_Work to do_.
Rename "marker" to "dot" everywhere in the listing below. Write out the whole listing again and leave every other character unchanged.

(Object pointing dataset rows)
-------------------------
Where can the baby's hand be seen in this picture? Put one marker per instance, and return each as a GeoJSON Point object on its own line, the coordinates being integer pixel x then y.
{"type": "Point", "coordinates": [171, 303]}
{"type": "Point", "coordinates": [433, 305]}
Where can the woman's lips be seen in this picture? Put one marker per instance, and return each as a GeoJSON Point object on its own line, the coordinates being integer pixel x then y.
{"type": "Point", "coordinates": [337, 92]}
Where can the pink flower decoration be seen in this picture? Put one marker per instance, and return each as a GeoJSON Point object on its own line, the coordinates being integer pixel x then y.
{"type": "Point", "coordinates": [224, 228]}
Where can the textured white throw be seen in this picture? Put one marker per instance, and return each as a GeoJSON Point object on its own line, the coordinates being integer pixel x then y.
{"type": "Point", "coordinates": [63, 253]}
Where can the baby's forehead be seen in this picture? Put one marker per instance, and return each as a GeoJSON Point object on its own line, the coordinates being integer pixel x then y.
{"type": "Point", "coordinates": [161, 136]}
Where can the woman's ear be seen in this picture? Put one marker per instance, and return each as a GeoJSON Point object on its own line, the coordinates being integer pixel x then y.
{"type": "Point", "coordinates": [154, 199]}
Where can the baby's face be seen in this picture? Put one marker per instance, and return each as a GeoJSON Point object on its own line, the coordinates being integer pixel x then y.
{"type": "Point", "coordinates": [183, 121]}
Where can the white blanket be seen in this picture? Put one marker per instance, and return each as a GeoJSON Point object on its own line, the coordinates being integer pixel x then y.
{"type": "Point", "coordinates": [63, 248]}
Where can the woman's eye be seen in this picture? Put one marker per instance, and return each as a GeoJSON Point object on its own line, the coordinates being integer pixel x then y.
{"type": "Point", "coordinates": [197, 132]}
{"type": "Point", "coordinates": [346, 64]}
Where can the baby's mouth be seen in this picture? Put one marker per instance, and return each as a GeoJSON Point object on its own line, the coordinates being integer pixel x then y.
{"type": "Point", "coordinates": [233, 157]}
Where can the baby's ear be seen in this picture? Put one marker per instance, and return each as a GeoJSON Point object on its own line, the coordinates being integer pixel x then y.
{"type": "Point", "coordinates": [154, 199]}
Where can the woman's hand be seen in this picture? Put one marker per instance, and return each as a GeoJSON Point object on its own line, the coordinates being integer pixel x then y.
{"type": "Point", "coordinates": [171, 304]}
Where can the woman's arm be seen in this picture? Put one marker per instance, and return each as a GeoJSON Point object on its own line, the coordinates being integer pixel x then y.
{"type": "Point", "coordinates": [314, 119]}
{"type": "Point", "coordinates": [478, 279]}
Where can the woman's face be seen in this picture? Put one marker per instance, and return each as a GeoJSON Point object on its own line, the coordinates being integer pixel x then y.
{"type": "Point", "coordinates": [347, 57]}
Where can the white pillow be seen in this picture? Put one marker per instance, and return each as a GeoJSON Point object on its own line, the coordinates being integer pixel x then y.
-------------------------
_Written solution_.
Where can the baby's hand be seen in this picture? Put one dot per instance, and return each as a GeoJSON Point object on its own line, the coordinates being integer pixel x then y.
{"type": "Point", "coordinates": [171, 303]}
{"type": "Point", "coordinates": [433, 305]}
Where can the woman's lips be seen in this picture? Put one dot per instance, and return each as a GeoJSON Point object on its own line, the coordinates being integer pixel x then y.
{"type": "Point", "coordinates": [337, 92]}
Where can the pink flower decoration be seen in this picture? Put one dot per instance, and return each as a GeoJSON Point object on its own line, the coordinates being integer pixel x then y.
{"type": "Point", "coordinates": [224, 228]}
Where can the textured white throw be seen in this picture? Put one dot per instance, and return each as a GeoJSON Point object on its own line, the coordinates being integer pixel x then y.
{"type": "Point", "coordinates": [63, 253]}
Where can the baby's forehead be seen in this picture? Put one dot per instance, and return each as a GeoJSON Point object on its own line, the coordinates being integer pixel x then y.
{"type": "Point", "coordinates": [161, 136]}
Where can the woman's ear be seen in this picture? Put one dot per instance, and return each as a GeoJSON Point object on its own line, the coordinates being integer pixel x then y.
{"type": "Point", "coordinates": [154, 199]}
Where can the baby's face be seen in this picture? Put one dot per instance, and return each as a GeoJSON Point object on its own line, the coordinates being integer pixel x then y.
{"type": "Point", "coordinates": [183, 121]}
Where can the white blanket be seen in this picture? Put one dot per instance, and return each as a GeoJSON Point object on its own line, the coordinates being integer pixel x then y.
{"type": "Point", "coordinates": [63, 248]}
Where can the woman's eye be seen in this picture? Put one dot per instance, and return each as a GeoJSON Point object on its own line, the coordinates being integer pixel x then y.
{"type": "Point", "coordinates": [197, 132]}
{"type": "Point", "coordinates": [346, 64]}
Where can the baby's mouth be seen in this picture? Put one dot per instance, and return each as a GeoJSON Point object on its own line, the coordinates being integer pixel x then y.
{"type": "Point", "coordinates": [233, 157]}
Where can the baby's ear be seen in this picture? Put one dot per instance, and return each as a GeoJSON Point object on its own line, the coordinates being integer pixel x then y.
{"type": "Point", "coordinates": [154, 199]}
Where can the woman's hand be seen in this picture? Put one dot per instance, and return each as a GeoJSON Point object on its own line, the coordinates being integer pixel x then y.
{"type": "Point", "coordinates": [171, 304]}
Where can the woman's arm be seen in this picture? Put one dot per instance, and return each as a GeoJSON Point object on its own line, the coordinates being integer pixel x then y.
{"type": "Point", "coordinates": [314, 119]}
{"type": "Point", "coordinates": [478, 279]}
Where can the woman's face be seen in this picture? Put one dot per instance, and return each as a GeoJSON Point object on its own line, the coordinates being integer pixel x then y.
{"type": "Point", "coordinates": [347, 57]}
Where can the white pillow be seen in this picture? Put one dot per instance, and return each as a GeoJSON Point object on its own line, the coordinates being integer pixel x then y.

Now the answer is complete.